-- START OF Supplied information --

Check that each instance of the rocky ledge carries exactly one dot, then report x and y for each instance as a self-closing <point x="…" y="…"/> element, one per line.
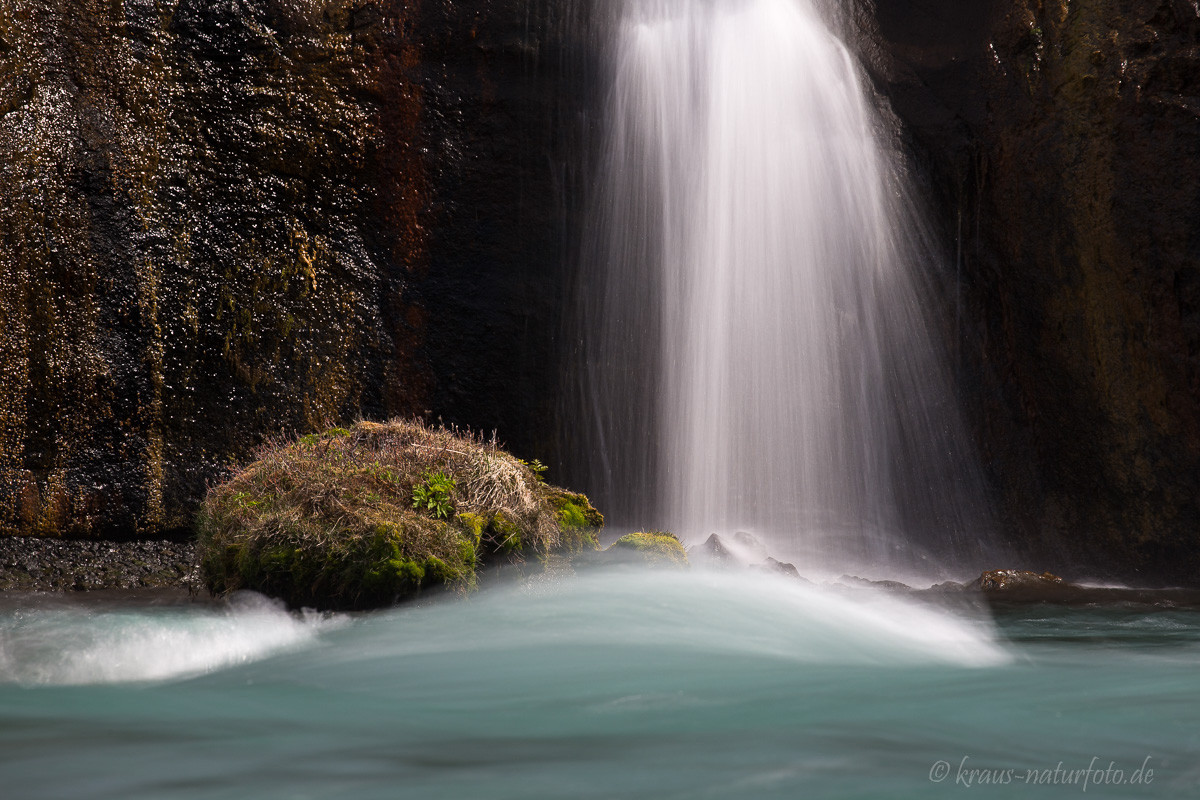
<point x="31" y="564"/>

-- END OF Supplied information --
-- START OF Supplied information --

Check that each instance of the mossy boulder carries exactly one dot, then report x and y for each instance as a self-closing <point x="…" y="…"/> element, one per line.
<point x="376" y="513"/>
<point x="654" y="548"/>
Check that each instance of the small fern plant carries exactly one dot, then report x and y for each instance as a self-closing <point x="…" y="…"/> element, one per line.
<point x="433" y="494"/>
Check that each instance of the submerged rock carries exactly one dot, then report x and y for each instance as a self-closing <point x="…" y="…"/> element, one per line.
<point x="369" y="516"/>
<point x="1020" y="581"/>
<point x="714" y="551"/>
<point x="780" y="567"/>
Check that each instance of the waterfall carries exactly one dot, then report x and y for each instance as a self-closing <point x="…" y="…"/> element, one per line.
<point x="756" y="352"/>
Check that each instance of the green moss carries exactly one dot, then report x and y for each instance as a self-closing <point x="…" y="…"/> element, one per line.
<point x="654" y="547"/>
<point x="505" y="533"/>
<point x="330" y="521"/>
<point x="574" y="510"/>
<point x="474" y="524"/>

-- END OF Supplied information --

**The request:** Gather every line of the listing above that contains the exact string "exactly". Letter case must match.

**Reply to the exercise:**
Check that each instance of the rocky ledge carries exactly one dot, then report x and y for each instance as a self-closing <point x="…" y="…"/> element, one per line.
Check that each instance of the mossy boulder carries exactly one dot, then report x and y for each instance as a self-closing <point x="…" y="…"/> element, one per line.
Check that each instance of the small fern plant carries exactly one dot, then report x and y for each instance as a self-closing <point x="…" y="…"/> element, one per line.
Check that each instance of the submerged rock carries exactly one dot, then report x and y for each instance as a self-closing <point x="…" y="…"/> element, one per line.
Check that each instance of the waterfall carries exactly one dot, then report x and y for each instance as a self-closing <point x="…" y="…"/> element, one per line.
Check that each instance of the green moss carries exactly one dot, then report x and y for each instance as a self-closing <point x="…" y="…"/> element, one per line.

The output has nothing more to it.